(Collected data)
-*-
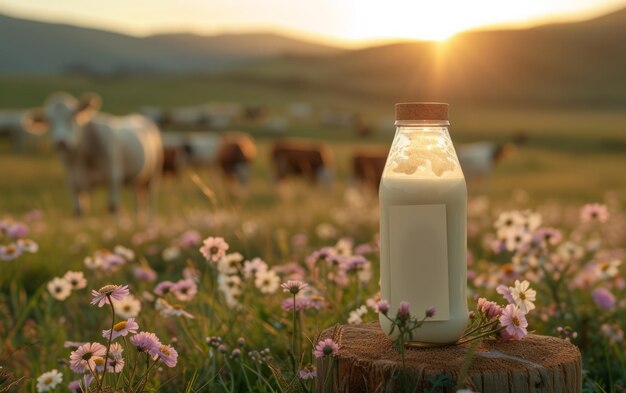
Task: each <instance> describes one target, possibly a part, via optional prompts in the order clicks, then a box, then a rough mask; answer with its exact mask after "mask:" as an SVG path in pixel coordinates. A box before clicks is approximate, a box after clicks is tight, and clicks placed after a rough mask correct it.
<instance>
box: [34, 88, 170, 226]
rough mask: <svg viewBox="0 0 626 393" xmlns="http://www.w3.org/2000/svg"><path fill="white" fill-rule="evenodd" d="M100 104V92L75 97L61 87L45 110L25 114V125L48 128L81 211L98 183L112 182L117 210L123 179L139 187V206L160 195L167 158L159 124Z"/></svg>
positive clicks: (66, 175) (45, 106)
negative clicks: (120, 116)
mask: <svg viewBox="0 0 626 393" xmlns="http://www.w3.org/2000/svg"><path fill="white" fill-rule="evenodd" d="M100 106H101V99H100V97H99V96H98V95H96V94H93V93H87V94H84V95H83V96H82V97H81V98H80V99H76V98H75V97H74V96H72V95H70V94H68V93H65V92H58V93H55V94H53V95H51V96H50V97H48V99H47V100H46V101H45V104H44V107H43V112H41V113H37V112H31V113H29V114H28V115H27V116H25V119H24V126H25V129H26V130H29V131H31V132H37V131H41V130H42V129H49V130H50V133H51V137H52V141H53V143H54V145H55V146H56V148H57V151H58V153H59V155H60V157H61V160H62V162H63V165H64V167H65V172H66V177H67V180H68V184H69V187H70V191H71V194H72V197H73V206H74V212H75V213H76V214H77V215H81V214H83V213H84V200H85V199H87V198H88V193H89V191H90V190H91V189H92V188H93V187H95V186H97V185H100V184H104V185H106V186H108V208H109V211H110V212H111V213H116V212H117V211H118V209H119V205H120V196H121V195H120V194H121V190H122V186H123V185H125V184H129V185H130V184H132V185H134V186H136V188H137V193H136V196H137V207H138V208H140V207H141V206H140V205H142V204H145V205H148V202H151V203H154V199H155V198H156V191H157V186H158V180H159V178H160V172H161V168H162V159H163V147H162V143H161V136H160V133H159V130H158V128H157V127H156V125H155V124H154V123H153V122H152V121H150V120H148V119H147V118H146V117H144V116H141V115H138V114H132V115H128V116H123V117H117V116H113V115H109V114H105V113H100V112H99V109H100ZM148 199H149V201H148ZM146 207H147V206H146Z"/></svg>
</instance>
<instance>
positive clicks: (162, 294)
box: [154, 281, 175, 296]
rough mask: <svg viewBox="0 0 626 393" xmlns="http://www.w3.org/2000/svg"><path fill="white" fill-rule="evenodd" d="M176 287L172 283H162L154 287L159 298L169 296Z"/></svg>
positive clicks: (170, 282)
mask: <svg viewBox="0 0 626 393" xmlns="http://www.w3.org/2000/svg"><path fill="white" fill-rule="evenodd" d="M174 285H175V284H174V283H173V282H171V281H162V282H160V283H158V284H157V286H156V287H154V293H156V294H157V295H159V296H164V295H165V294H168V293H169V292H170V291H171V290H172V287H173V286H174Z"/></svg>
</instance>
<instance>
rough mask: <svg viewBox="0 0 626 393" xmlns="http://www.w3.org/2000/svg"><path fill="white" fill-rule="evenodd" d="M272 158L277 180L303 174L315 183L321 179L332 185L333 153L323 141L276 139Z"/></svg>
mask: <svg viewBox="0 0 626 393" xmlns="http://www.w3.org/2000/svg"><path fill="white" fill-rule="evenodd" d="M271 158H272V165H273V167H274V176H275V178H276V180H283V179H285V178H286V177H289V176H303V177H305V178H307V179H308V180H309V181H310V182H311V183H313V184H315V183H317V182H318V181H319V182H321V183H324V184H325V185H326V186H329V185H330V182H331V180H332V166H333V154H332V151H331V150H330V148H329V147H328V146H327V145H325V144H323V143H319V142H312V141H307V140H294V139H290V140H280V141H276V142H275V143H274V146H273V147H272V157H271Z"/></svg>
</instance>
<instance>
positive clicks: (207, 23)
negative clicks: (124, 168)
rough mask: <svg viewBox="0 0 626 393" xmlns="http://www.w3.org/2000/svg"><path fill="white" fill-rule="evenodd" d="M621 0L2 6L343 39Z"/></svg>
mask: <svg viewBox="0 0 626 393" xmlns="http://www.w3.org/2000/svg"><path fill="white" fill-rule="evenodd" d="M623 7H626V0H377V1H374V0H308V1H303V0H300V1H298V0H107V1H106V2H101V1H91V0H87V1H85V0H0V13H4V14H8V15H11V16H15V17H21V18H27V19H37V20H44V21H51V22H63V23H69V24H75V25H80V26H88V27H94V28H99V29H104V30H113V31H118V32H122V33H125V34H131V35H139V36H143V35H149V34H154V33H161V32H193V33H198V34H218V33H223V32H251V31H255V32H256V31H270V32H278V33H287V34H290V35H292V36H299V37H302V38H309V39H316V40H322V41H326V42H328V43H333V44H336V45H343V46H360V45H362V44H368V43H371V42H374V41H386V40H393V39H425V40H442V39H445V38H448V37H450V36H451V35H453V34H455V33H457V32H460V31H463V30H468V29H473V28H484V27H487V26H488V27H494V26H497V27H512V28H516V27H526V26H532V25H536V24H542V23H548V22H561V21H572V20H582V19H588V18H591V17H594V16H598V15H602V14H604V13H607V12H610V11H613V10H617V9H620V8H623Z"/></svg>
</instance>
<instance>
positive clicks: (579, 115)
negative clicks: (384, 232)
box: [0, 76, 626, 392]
-*-
Would you retype exactly the lines above, from the line with "positive clicks: (170, 282)" to the line with "negative clicks: (124, 168)", with both end lines kept and nothing more?

## RESULT OF THIS TASK
positive clicks: (170, 282)
mask: <svg viewBox="0 0 626 393" xmlns="http://www.w3.org/2000/svg"><path fill="white" fill-rule="evenodd" d="M174 285H175V284H174V283H173V282H171V281H162V282H160V283H158V284H157V286H156V287H154V293H156V294H157V295H159V296H164V295H165V294H168V293H169V292H170V291H171V290H172V287H173V286H174Z"/></svg>
</instance>
<instance>
rough mask: <svg viewBox="0 0 626 393" xmlns="http://www.w3.org/2000/svg"><path fill="white" fill-rule="evenodd" d="M272 158L277 180L303 174L315 183L321 179L332 185L333 153L323 141L276 139Z"/></svg>
mask: <svg viewBox="0 0 626 393" xmlns="http://www.w3.org/2000/svg"><path fill="white" fill-rule="evenodd" d="M271 158H272V165H273V167H274V176H275V178H276V180H283V179H285V178H286V177H289V176H303V177H305V178H307V179H308V180H309V181H310V182H311V183H313V184H315V183H317V182H318V181H319V182H321V183H324V184H325V185H326V186H329V185H330V182H331V180H332V166H333V154H332V151H331V150H330V148H329V147H328V146H327V145H325V144H323V143H319V142H312V141H307V140H294V139H290V140H280V141H276V142H275V143H274V146H273V147H272V157H271Z"/></svg>
</instance>
<instance>
positive clicks: (207, 23)
negative clicks: (124, 168)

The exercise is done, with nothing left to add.